» Exercise details:
Return every line of the listing, exactly as it reads.

» Data records:
★ ★ ★ ★ ★

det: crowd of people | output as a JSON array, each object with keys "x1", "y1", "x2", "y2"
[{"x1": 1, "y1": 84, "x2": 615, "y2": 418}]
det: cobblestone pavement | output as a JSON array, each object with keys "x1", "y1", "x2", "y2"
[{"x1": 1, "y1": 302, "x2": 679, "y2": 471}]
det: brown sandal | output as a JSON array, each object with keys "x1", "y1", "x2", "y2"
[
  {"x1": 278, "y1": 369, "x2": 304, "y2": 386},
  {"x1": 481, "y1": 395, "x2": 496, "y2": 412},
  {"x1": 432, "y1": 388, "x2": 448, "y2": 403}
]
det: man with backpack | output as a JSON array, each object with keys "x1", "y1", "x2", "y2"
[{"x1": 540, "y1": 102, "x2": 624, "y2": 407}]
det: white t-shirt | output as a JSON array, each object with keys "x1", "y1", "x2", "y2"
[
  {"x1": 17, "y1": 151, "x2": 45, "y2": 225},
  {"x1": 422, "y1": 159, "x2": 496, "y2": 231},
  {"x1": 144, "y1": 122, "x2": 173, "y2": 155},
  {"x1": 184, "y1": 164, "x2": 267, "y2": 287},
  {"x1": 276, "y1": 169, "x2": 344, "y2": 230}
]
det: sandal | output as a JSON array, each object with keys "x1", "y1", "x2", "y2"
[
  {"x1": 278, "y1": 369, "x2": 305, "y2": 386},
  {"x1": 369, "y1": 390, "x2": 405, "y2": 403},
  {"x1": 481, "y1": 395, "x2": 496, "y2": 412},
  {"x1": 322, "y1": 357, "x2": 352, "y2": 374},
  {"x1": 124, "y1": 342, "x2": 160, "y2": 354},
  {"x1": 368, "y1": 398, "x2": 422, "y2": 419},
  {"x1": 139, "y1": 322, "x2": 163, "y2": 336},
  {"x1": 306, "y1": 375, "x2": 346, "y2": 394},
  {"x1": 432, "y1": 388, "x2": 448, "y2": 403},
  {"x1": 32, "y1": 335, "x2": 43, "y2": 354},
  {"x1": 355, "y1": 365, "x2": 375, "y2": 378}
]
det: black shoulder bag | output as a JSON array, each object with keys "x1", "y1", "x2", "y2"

★ ★ ★ ★ ★

» Output below:
det: crowd of people | output as a JSON array, each object with keys "x1", "y1", "x2", "y2"
[{"x1": 1, "y1": 84, "x2": 615, "y2": 418}]
det: cobblestone pavement | output as a JSON array, each object with keys "x1", "y1", "x2", "y2"
[{"x1": 1, "y1": 302, "x2": 679, "y2": 471}]
det: brown sandal | output as a JSON array, each object with keys "x1", "y1", "x2", "y2"
[
  {"x1": 278, "y1": 369, "x2": 304, "y2": 386},
  {"x1": 481, "y1": 395, "x2": 496, "y2": 412},
  {"x1": 432, "y1": 388, "x2": 448, "y2": 403}
]
det: man with backpack | output as a JSON array, each object with keys "x1", "y1", "x2", "y2"
[{"x1": 540, "y1": 102, "x2": 624, "y2": 407}]
det: white t-shirt | output as a JSON array, each object with keys "x1", "y1", "x2", "y2"
[
  {"x1": 17, "y1": 151, "x2": 45, "y2": 225},
  {"x1": 422, "y1": 159, "x2": 496, "y2": 231},
  {"x1": 144, "y1": 122, "x2": 173, "y2": 155},
  {"x1": 184, "y1": 164, "x2": 267, "y2": 287},
  {"x1": 276, "y1": 169, "x2": 344, "y2": 230}
]
det: sandal | output as a JSON array, each object with keys "x1", "y1", "x2", "y2"
[
  {"x1": 278, "y1": 369, "x2": 305, "y2": 386},
  {"x1": 369, "y1": 390, "x2": 405, "y2": 403},
  {"x1": 481, "y1": 395, "x2": 496, "y2": 412},
  {"x1": 322, "y1": 357, "x2": 352, "y2": 374},
  {"x1": 124, "y1": 342, "x2": 160, "y2": 354},
  {"x1": 368, "y1": 398, "x2": 422, "y2": 419},
  {"x1": 139, "y1": 322, "x2": 163, "y2": 336},
  {"x1": 306, "y1": 375, "x2": 346, "y2": 394},
  {"x1": 432, "y1": 388, "x2": 448, "y2": 403},
  {"x1": 32, "y1": 335, "x2": 43, "y2": 354},
  {"x1": 355, "y1": 365, "x2": 375, "y2": 378}
]
det: black shoulder bag | output as a JSON array, each object with keys "x1", "y1", "x2", "y2"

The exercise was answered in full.